By Jane E. Allen, Los Angeles Times
November 3, 2003

Chopsticks, with a history that dates 5,000 years, provide a simple and neat way to get small bites of food to your mouth. They also may contribute to arthritis in the fingers.

A study of 2,500 elderly residents of
Beijing who had used chopsticks throughout a lifetime of eating and cooking has linked the mechanical stress of manipulating chopsticks with osteoarthritis of the thumb, index and middle fingers.

The condition, also known as degenerative arthritis, is the wearing away of the cartilage that cushions a joint, leaving bone to scrape against bone. In addition to pain and stiffness, it restricts the ability to extend and bend the fingers.

Researchers at the Boston University School of Medicine X-rayed participants' hands looking for signs of arthritis, such as narrowing inside the joint space, worn-out cartilage and the formation of bony knobs at the ends of the joints. They also compared the hand that wielded chopsticks with the hand at rest during eating.

**WHAT TO DO**
Please copy the chopsticks article starting at "Chopsticks, with a" and ending at "in the fingers.", swapping "neat" for "tidy".

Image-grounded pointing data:
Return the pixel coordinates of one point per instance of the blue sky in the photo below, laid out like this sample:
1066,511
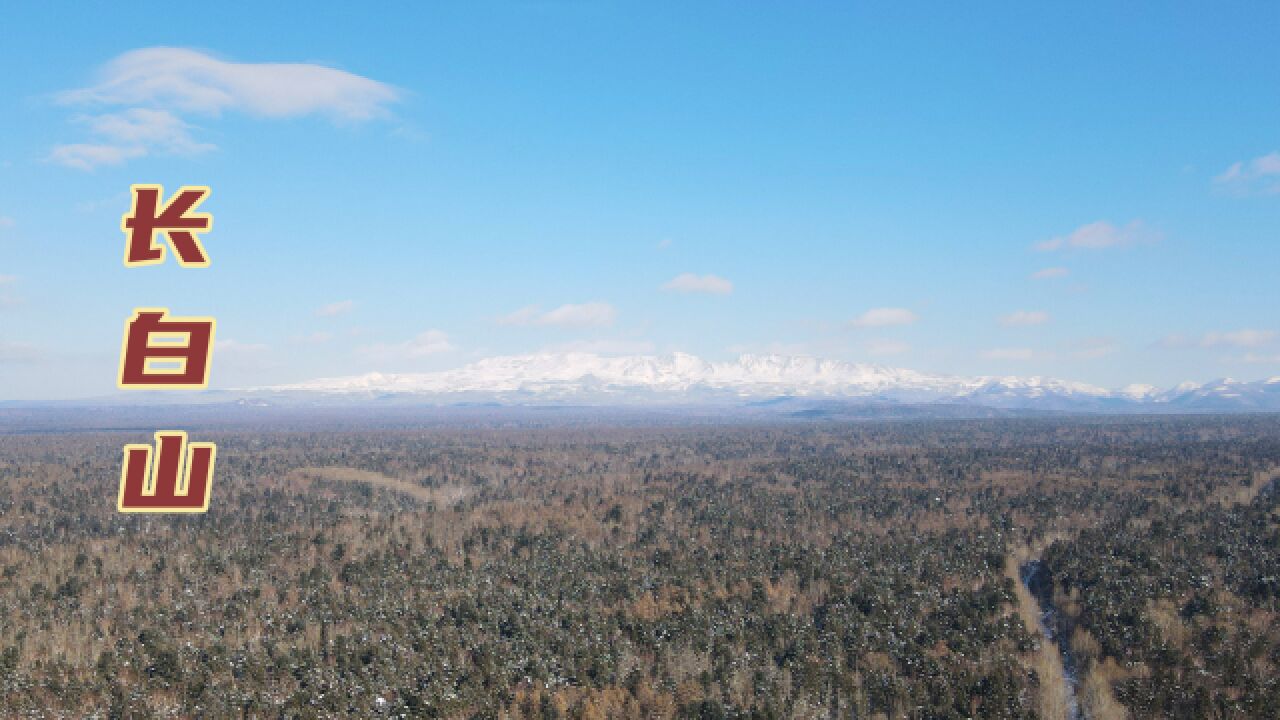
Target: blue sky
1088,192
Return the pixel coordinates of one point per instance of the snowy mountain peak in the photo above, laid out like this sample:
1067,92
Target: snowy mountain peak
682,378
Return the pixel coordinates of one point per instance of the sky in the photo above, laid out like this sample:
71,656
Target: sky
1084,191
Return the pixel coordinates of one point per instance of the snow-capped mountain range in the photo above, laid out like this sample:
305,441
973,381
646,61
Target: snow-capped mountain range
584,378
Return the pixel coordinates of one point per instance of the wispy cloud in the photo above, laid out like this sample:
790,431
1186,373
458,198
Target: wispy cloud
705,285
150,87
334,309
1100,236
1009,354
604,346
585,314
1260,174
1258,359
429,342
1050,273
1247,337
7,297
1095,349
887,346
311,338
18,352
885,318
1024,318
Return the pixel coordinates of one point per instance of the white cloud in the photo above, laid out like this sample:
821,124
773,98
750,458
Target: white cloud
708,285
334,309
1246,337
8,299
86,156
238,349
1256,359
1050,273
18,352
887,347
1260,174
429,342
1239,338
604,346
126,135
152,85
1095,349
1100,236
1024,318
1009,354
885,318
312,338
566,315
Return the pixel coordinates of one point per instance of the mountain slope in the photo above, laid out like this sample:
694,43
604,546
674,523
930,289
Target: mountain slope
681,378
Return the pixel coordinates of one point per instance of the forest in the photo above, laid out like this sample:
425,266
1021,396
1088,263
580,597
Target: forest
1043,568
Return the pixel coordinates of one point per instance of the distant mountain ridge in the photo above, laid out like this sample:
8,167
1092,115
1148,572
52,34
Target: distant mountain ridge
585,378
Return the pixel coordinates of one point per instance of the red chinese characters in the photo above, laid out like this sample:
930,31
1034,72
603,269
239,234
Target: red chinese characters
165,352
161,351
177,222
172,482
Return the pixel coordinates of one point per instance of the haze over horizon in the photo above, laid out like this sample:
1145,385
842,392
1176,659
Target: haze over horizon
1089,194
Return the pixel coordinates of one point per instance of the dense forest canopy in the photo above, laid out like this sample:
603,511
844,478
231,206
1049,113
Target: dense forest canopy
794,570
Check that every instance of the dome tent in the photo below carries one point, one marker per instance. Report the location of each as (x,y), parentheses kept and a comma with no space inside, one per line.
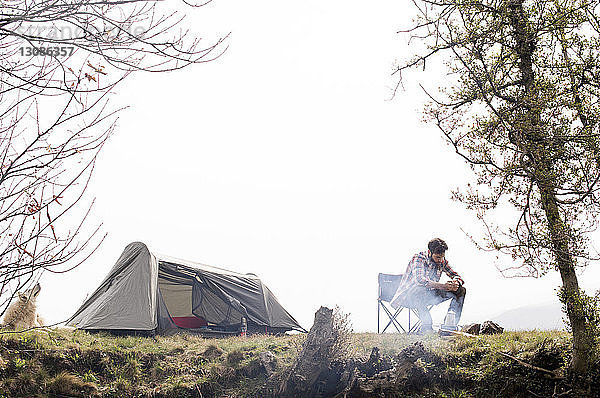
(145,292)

**ANSWER SPACE**
Chopsticks, with a history that dates 5,000 years, provide a simple and tidy way to get small bites of food to your mouth. They also may contribute to arthritis in the fingers.